WHAT THE TASK REQUIRES.
Pick out each line of the records that contains the string "letter", matching case, and copy those lines.

Segmentation labeling items:
•••
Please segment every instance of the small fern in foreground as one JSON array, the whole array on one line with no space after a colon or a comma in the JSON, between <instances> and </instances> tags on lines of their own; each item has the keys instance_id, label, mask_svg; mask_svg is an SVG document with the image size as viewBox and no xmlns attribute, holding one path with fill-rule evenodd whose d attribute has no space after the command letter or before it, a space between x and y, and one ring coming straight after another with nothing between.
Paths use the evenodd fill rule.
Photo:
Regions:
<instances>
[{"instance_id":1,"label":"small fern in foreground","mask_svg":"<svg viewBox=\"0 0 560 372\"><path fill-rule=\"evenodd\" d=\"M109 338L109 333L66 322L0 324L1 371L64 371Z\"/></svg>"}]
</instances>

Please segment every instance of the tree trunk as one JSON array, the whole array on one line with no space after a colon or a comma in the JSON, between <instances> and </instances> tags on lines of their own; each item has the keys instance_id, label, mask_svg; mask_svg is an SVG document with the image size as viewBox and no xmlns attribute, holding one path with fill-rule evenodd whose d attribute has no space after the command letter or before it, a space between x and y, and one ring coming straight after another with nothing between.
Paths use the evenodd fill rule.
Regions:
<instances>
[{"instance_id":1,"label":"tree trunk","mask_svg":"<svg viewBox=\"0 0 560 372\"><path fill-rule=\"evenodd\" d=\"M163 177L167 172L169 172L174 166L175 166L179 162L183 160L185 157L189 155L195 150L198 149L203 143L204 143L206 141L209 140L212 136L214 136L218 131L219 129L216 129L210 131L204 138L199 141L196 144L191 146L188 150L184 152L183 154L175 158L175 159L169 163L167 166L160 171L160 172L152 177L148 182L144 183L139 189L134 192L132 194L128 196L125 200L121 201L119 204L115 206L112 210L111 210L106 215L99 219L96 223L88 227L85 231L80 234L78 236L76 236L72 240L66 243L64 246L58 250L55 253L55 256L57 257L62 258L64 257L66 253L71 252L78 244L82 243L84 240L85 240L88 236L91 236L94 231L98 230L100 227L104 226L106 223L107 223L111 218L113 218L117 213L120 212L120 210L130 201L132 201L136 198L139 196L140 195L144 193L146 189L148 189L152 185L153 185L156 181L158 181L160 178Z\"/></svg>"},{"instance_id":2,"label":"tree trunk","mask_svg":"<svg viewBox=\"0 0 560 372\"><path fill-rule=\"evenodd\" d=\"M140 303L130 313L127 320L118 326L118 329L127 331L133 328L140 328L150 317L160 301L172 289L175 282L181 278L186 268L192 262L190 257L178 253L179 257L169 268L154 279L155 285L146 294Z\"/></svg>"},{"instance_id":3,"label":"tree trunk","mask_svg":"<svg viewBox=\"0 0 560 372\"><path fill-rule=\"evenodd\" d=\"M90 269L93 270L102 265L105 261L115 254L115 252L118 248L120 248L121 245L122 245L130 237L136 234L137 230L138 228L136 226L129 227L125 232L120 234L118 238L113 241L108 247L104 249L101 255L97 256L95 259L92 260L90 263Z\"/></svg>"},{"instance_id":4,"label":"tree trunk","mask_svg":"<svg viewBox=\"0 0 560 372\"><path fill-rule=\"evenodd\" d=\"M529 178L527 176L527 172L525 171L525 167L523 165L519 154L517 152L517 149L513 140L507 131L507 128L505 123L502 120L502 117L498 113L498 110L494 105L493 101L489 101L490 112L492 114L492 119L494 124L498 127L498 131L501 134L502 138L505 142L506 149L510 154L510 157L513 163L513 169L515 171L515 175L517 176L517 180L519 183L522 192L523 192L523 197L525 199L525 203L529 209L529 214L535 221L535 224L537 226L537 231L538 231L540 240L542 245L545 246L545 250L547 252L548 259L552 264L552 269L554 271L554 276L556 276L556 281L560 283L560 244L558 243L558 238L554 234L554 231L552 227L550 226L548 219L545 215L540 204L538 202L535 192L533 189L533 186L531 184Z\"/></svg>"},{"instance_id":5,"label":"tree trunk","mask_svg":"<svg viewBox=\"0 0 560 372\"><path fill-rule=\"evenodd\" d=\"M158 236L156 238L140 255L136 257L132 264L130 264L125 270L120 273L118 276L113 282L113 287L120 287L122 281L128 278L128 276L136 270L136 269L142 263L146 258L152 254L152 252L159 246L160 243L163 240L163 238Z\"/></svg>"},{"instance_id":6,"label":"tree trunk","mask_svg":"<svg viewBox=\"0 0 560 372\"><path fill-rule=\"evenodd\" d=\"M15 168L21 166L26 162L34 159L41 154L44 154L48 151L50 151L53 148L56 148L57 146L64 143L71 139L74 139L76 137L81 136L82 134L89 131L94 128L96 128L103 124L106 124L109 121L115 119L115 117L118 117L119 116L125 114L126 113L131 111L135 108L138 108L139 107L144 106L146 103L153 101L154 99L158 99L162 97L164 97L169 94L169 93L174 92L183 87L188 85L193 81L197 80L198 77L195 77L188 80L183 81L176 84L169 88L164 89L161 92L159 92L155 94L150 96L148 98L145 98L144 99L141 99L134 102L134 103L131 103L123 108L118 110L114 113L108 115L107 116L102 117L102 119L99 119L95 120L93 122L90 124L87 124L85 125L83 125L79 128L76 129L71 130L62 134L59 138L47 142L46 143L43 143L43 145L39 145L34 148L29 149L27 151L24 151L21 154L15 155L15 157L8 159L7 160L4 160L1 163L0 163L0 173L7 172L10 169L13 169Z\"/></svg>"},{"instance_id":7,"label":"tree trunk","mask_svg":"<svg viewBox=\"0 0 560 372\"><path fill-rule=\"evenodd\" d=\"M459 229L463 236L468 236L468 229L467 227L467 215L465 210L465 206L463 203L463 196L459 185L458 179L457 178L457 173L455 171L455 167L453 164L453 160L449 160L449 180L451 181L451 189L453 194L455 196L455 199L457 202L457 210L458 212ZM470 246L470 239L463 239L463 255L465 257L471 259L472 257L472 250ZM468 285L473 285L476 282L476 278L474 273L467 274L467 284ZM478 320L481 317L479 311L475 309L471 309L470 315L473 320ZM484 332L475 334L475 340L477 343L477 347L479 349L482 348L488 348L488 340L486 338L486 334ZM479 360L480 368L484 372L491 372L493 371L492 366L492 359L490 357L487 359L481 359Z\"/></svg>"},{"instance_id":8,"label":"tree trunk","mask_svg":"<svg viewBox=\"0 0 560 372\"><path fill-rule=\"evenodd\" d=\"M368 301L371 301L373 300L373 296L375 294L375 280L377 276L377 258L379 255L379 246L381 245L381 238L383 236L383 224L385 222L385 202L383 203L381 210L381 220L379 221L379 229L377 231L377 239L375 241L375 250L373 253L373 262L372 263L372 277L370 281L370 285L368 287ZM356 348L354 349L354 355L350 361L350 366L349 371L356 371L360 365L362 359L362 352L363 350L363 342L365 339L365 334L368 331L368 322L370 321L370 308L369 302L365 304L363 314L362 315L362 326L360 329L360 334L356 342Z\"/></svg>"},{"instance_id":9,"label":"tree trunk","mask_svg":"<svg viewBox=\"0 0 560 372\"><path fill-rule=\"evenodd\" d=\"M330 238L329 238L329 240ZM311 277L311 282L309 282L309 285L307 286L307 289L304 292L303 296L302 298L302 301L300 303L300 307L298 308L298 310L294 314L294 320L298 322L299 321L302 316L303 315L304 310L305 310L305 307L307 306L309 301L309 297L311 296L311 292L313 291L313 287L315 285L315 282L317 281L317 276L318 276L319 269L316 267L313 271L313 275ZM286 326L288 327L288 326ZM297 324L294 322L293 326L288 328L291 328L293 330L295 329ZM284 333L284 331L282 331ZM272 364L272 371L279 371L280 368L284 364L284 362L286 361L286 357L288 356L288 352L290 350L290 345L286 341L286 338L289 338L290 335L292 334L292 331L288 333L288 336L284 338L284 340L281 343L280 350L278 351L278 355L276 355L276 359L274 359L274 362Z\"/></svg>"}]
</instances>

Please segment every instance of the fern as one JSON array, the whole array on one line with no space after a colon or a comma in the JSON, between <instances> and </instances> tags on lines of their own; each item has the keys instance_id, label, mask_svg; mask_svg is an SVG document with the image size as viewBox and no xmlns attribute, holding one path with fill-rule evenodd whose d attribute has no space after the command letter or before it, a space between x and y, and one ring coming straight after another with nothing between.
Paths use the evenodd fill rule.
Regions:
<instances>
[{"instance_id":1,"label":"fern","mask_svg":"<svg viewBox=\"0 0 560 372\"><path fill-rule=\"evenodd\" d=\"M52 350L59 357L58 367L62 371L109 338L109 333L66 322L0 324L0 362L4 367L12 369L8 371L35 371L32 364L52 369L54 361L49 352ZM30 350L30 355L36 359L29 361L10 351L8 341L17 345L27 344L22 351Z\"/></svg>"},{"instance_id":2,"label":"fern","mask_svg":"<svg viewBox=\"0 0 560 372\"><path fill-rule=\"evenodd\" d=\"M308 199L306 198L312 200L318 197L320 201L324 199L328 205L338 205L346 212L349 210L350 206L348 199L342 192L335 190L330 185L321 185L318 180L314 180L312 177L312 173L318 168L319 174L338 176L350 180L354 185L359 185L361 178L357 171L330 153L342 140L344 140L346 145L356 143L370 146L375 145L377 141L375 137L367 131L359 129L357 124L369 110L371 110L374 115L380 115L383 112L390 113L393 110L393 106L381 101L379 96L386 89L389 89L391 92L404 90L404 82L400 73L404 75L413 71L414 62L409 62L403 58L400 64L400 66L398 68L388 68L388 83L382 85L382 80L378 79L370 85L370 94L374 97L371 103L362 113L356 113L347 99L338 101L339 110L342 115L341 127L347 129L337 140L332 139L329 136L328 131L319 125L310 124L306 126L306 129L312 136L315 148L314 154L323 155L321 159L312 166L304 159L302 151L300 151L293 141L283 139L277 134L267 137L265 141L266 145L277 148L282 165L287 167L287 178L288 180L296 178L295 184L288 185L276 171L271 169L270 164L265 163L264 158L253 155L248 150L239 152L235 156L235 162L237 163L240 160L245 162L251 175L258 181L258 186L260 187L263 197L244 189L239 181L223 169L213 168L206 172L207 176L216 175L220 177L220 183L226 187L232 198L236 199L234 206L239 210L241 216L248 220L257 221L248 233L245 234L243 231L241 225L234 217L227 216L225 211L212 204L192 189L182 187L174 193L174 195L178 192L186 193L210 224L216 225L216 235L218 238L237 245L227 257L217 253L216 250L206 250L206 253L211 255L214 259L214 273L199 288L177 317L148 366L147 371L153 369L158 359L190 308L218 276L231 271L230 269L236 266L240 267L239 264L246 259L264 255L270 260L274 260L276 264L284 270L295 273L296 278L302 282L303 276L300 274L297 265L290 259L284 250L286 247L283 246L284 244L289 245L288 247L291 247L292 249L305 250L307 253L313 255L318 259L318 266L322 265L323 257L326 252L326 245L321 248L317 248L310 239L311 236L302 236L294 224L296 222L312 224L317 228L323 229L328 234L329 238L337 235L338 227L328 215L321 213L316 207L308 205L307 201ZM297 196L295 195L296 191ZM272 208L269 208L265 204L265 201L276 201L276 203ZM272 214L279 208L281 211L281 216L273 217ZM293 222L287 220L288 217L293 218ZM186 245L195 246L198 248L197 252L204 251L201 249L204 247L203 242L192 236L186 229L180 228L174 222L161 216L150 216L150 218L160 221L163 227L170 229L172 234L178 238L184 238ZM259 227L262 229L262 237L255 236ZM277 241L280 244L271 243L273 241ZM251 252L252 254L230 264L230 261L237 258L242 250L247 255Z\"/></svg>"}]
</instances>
•••
ANSWER FOR THE TASK.
Please segment every instance of the small fern in foreground as one JSON array, the whole array on one line with no space after a colon or a comma in the JSON, between <instances> and </instances> tags on lines of their own; each item has the keys instance_id, label, mask_svg; mask_svg is an SVG document with the image size as viewBox and no xmlns attribute, holding one path with fill-rule evenodd whose d attribute has no space after the command letter or before it, a space between x and y, and one ring coming straight after another with nothing between.
Please segment every instance of the tree trunk as one JSON array, the whole array on one line with no space after a colon or a comma in the JSON, between <instances> and </instances> tags on lines of their own; each item has the keys instance_id, label, mask_svg; mask_svg is an SVG document with the image size as viewBox and no xmlns attribute, holding one path with fill-rule evenodd whose d attribute has no space after the command letter or before it, a space between x and y, and one ring coming straight after another with nothing between.
Please segment every instance of the fern as one JSON array, the whole array on one line with no space after a colon or a comma in the JSON, between <instances> and </instances> tags on lines of their own; each item has the keys instance_id, label, mask_svg; mask_svg is an SVG document with the image size as viewBox and no xmlns attribute, holding one path with fill-rule evenodd whose d attribute has no space after the command letter or before it, a space between x and y, and one ring coming straight after another with nothing between.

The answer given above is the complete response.